取り組む課題:
a) 療養病床削減についての文章のうち、「水田局長 「ない」ということではない。」で始まり「けられなくなってしまいます。」で終わる部分を、一字も変えずに書き写してください。
b) 療養病床削減についての文章では、尿路感染症や脱水症で「医療区分2」の患者は、何日間の算定日数を過ぎると「医療区分1」になりますか。

提示された文章:

厚労省は、中央社会保険医療協議会(中医協)の調査結果をもとに、「医師の指示の変更」の回数を、「医療の必要性」をはかる物差しとして持ちこんだのです。
小池 医師による「指示の変更」がないと、医師による「直接の医療提供」がないというのか。
水田邦雄保険局長 医療の必要度の判断を客観的にはかる物差しとして用いた。
小池 医師による「指示の変更」がなければ、医師の診療行為は「ない」という判断なのか。
水田局長 「ない」ということではない。
小池氏は「指示変更しか尺度にしなければ、他は全部切り捨てることになる」と指摘。「客観的に医療の必要度をはかる根拠になっていない」と批判しました。
さらに、厚労省は医療経済研究機構の調査結果の引用にあたって、質問項目の「書き換え」まで行っていました(表参照)。
療養病床削減の「受け皿」として、老人保健施設に誘導しやすくするため、厚労省は調査にない「福祉施設や住宅によって対応できる」とする文言を新たに付け加えたのです。
小池 なぜこんな書き換えをやったのか。
磯部文雄老健局長 入院が不要であるという趣旨を分かりやすく表現した。
学問所見なく
「医療の必要性が低い」とされる「医療区分1」の設定について、小池氏は、「最初から約50%以上が『医療区分1』になるように設定している。療養病床半減が先にありきだ」と追及しました。
重大なのは、四月十三日になって突然、「医療区分2」以上の人でも、症状が認定されてから一定日数を過ぎれば「医療区分1」になる制限が加えられたことです。尿路感染症や脱水症、体内出血で「医療区分2」の患者は、七日間の算定日数を過ぎれば「医療区分1」になり、必要な医療が受けられなくなってしまいます。
小池 算定日数の上限に達すれば、どんなに重症でも、追い出しの対象になる。こんなやり方が許されるのか。
水田局長 一般的には七日あれば治る。専門家の意見もふまえ、設定した。
小池 尿路感染症、脱水症は七日以内に治るという「学問的所見」はあるのか。
水田局長 専門組織がそう判断した。
何ら根拠を示せない局長答弁に、委員会室では失笑も。小池氏は「医療の必要性は、個々の病態に応じて医師が判断すべきものだ。こういう機械的な区分を持ちこんで、半分以上の患者を切り捨てることは許されない」と批判。療養病床削減の撤回を求めました。

提示された記録:
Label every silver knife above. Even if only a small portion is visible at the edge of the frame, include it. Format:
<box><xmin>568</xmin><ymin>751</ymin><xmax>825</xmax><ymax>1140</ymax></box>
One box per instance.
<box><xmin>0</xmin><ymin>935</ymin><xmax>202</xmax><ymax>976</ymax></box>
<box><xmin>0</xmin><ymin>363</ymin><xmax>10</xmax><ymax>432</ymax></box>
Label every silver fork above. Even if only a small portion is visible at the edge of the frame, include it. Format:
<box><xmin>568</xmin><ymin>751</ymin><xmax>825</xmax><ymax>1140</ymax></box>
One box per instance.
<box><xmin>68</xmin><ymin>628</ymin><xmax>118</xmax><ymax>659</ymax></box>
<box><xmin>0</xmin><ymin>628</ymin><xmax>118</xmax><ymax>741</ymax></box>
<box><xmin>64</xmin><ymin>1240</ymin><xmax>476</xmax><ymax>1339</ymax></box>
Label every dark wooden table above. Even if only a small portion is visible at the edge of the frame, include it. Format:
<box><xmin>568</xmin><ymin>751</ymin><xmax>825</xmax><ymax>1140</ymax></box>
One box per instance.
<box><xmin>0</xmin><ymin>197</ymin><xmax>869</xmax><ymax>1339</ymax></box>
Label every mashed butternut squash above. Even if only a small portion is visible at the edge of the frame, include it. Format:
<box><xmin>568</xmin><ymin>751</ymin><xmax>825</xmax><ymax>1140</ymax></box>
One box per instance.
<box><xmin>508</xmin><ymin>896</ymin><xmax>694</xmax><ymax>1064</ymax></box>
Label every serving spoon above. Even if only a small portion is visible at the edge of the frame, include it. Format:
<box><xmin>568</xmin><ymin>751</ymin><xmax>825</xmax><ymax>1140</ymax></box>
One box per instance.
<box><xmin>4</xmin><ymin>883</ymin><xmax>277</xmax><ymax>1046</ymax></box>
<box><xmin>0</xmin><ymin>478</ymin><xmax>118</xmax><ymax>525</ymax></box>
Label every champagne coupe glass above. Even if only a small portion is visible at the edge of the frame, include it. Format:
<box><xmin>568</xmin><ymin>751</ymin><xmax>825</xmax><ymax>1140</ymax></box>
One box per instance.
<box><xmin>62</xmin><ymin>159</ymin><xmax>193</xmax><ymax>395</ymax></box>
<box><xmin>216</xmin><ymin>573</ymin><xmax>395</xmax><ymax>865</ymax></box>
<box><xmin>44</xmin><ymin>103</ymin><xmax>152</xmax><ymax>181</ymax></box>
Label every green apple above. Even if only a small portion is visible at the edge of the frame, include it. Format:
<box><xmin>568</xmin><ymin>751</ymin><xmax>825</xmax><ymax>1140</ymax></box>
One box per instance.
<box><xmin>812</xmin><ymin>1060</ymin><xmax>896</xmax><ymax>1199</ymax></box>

番号別の回答:
a)
水田局長 「ない」ということではない。
小池氏は「指示変更しか尺度にしなければ、他は全部切り捨てることになる」と指摘。「客観的に医療の必要度をはかる根拠になっていない」と批判しました。
さらに、厚労省は医療経済研究機構の調査結果の引用にあたって、質問項目の「書き換え」まで行っていました(表参照)。
療養病床削減の「受け皿」として、老人保健施設に誘導しやすくするため、厚労省は調査にない「福祉施設や住宅によって対応できる」とする文言を新たに付け加えたのです。
小池 なぜこんな書き換えをやったのか。
磯部文雄老健局長 入院が不要であるという趣旨を分かりやすく表現した。
学問所見なく
「医療の必要性が低い」とされる「医療区分1」の設定について、小池氏は、「最初から約50%以上が『医療区分1』になるように設定している。療養病床半減が先にありきだ」と追及しました。
重大なのは、四月十三日になって突然、「医療区分2」以上の人でも、症状が認定されてから一定日数を過ぎれば「医療区分1」になる制限が加えられたことです。尿路感染症や脱水症、体内出血で「医療区分2」の患者は、七日間の算定日数を過ぎれば「医療区分1」になり、必要な医療が受けられなくなってしまいます。

b) 七日間です。